§ WHAT TO PRODUCE
Please return every line of the records that contains the word "below".

------------

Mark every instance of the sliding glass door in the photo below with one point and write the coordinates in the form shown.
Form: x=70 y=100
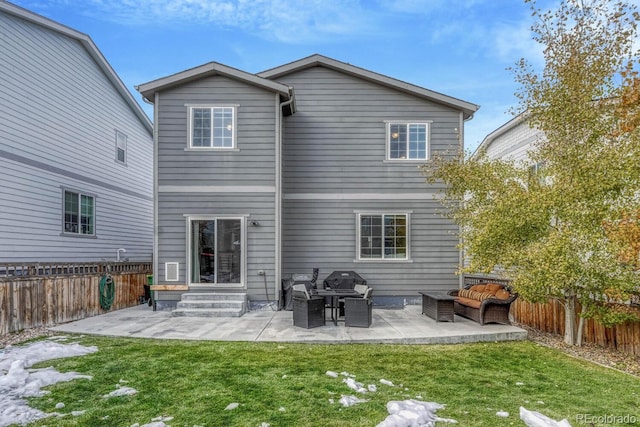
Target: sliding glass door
x=216 y=251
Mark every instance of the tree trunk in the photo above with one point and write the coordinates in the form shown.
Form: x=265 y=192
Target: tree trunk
x=581 y=326
x=569 y=320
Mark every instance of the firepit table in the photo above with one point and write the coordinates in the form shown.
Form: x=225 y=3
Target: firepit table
x=437 y=305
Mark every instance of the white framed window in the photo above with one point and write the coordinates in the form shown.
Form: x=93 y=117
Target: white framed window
x=172 y=271
x=78 y=213
x=407 y=141
x=121 y=147
x=216 y=250
x=383 y=236
x=212 y=127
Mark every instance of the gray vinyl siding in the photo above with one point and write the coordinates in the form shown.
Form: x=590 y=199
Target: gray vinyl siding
x=59 y=114
x=335 y=146
x=322 y=234
x=260 y=250
x=253 y=164
x=336 y=141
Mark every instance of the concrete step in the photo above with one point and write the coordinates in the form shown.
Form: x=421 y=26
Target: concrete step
x=211 y=304
x=207 y=312
x=210 y=296
x=202 y=303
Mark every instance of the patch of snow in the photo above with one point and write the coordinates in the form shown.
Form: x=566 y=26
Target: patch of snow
x=18 y=382
x=162 y=418
x=354 y=385
x=536 y=419
x=409 y=413
x=121 y=391
x=350 y=400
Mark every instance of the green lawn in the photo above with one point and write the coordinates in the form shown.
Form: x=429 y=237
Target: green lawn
x=287 y=385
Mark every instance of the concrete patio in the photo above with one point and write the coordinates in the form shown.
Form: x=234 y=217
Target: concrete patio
x=390 y=326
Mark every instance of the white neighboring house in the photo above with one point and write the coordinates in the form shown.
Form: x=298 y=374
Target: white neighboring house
x=511 y=141
x=76 y=149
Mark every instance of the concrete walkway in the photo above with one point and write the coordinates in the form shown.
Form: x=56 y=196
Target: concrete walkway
x=391 y=326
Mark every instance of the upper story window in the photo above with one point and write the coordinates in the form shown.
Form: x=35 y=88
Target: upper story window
x=212 y=127
x=407 y=141
x=79 y=213
x=121 y=147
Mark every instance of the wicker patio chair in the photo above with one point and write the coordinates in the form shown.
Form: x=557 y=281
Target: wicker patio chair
x=358 y=311
x=308 y=310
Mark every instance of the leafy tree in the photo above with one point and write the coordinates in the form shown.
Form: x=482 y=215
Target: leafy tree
x=567 y=232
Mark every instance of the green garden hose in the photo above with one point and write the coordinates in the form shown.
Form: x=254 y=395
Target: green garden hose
x=107 y=291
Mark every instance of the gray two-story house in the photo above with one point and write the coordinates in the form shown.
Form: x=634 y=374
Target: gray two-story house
x=76 y=177
x=313 y=164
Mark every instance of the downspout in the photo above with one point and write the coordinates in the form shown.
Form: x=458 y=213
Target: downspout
x=155 y=264
x=278 y=195
x=461 y=139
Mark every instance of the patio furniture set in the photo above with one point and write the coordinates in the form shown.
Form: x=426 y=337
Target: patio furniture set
x=344 y=293
x=347 y=295
x=487 y=302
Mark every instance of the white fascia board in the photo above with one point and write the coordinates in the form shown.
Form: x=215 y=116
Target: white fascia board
x=209 y=69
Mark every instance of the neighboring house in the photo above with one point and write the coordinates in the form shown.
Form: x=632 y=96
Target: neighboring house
x=76 y=180
x=311 y=164
x=511 y=141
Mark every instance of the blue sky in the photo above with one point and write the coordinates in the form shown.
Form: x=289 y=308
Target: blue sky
x=461 y=48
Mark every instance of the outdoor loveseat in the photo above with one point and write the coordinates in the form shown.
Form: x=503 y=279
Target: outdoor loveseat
x=484 y=303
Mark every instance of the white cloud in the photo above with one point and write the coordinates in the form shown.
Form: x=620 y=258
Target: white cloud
x=512 y=41
x=285 y=21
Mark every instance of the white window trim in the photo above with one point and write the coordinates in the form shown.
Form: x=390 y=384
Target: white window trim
x=388 y=124
x=359 y=214
x=243 y=261
x=176 y=266
x=95 y=203
x=234 y=141
x=126 y=154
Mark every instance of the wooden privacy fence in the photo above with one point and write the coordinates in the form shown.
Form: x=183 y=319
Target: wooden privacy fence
x=44 y=295
x=549 y=317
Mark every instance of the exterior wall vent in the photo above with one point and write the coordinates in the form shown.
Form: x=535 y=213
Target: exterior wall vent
x=171 y=271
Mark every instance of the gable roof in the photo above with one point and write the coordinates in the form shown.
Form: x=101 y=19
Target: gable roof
x=91 y=49
x=317 y=60
x=211 y=69
x=488 y=140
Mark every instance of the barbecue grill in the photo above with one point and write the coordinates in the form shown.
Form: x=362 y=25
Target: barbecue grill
x=287 y=287
x=343 y=280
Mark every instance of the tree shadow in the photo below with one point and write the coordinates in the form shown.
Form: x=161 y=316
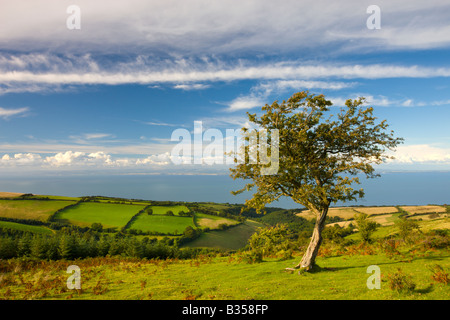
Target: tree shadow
x=425 y=290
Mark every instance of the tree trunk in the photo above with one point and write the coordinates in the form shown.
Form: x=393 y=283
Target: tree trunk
x=309 y=258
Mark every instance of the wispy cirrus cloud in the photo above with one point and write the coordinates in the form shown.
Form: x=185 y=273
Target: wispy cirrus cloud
x=7 y=113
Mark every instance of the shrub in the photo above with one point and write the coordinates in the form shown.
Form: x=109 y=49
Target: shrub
x=271 y=241
x=400 y=282
x=407 y=228
x=365 y=226
x=439 y=275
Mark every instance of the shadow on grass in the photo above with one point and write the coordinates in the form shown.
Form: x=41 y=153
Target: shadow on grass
x=425 y=290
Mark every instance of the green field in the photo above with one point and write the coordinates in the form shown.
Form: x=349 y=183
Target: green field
x=109 y=215
x=31 y=209
x=342 y=277
x=161 y=223
x=233 y=238
x=25 y=227
x=163 y=209
x=213 y=222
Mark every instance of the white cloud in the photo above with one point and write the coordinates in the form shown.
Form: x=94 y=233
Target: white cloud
x=420 y=154
x=222 y=26
x=8 y=113
x=260 y=93
x=193 y=86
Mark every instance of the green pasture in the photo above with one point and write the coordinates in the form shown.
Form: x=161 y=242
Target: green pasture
x=31 y=209
x=161 y=223
x=109 y=215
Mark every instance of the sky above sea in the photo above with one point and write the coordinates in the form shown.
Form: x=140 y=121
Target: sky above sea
x=391 y=188
x=99 y=89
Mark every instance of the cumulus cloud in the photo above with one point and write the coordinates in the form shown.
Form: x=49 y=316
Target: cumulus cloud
x=420 y=154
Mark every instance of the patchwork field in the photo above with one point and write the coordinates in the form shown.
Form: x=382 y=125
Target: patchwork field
x=164 y=209
x=109 y=215
x=31 y=209
x=212 y=222
x=25 y=227
x=9 y=194
x=161 y=223
x=233 y=238
x=423 y=209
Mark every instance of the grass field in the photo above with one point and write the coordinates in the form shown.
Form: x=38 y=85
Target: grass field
x=9 y=194
x=162 y=223
x=233 y=238
x=109 y=215
x=164 y=209
x=30 y=209
x=423 y=209
x=25 y=227
x=341 y=277
x=212 y=222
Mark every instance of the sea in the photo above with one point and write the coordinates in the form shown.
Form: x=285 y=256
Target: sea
x=391 y=188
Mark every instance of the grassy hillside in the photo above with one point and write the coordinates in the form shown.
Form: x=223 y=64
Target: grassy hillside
x=31 y=209
x=25 y=227
x=233 y=238
x=161 y=223
x=340 y=277
x=108 y=214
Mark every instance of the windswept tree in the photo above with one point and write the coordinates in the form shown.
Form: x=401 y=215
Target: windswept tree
x=320 y=156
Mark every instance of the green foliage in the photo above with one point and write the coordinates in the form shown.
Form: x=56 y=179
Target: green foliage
x=287 y=217
x=318 y=151
x=400 y=282
x=439 y=275
x=336 y=233
x=407 y=228
x=270 y=241
x=96 y=226
x=365 y=226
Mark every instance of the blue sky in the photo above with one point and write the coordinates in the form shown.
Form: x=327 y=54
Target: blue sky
x=107 y=97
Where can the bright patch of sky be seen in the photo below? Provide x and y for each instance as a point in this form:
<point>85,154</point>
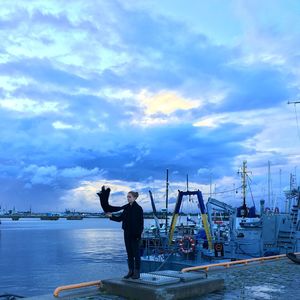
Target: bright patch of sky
<point>113,92</point>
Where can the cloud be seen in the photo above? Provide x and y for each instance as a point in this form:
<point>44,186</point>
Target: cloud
<point>117,93</point>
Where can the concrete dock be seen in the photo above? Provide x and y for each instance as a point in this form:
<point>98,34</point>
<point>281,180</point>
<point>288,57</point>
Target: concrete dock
<point>159,285</point>
<point>163,285</point>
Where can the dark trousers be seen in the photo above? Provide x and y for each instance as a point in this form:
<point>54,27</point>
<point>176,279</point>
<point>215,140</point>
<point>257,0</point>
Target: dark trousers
<point>133,252</point>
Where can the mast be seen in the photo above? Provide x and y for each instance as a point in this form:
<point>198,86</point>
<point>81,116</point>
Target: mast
<point>167,199</point>
<point>244,209</point>
<point>269,184</point>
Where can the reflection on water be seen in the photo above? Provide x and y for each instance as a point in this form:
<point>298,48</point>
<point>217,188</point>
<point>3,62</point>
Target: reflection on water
<point>37,256</point>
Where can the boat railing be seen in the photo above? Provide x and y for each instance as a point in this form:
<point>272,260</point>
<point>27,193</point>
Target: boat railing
<point>76,286</point>
<point>233,263</point>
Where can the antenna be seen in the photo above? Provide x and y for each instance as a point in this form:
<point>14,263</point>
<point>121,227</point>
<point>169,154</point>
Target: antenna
<point>167,199</point>
<point>297,122</point>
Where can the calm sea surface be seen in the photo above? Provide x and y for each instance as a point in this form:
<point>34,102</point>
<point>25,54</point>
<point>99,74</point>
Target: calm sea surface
<point>37,256</point>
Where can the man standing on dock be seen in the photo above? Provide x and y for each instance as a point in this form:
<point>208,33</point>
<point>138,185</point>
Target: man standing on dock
<point>133,225</point>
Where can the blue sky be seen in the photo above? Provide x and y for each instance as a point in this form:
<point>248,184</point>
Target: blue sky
<point>116,92</point>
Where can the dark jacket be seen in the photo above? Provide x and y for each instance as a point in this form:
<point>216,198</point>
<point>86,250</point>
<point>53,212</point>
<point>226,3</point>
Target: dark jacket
<point>132,220</point>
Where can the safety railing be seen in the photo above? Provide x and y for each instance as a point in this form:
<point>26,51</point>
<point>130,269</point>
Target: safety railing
<point>76,286</point>
<point>232,263</point>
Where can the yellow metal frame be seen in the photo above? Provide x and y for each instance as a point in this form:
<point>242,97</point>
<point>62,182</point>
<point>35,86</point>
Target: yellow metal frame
<point>76,286</point>
<point>237,262</point>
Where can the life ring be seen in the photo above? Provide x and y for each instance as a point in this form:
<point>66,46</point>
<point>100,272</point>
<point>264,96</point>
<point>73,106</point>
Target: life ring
<point>191,244</point>
<point>218,247</point>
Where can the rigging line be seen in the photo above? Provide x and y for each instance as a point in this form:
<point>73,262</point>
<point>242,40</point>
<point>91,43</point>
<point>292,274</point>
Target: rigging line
<point>298,130</point>
<point>251,191</point>
<point>226,191</point>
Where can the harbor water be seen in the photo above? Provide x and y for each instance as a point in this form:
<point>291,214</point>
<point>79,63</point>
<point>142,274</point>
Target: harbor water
<point>38,256</point>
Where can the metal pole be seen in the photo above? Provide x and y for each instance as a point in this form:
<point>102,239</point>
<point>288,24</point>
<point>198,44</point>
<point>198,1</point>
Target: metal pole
<point>167,199</point>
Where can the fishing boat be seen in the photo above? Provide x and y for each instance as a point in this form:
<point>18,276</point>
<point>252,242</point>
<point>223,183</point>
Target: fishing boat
<point>247,234</point>
<point>293,257</point>
<point>74,217</point>
<point>49,217</point>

------------

§ RESPONSE FOR THIS EXERCISE
Mark every instance of the sliding glass door in the photo below with one point and write the coordinates in the form shown.
Mark every instance of the tree shadow in the photo below with one point and write the coordinates in the form shown.
Where can the bright patch of sky be seen in the photo below? Provide x and y for each instance as a point in this form:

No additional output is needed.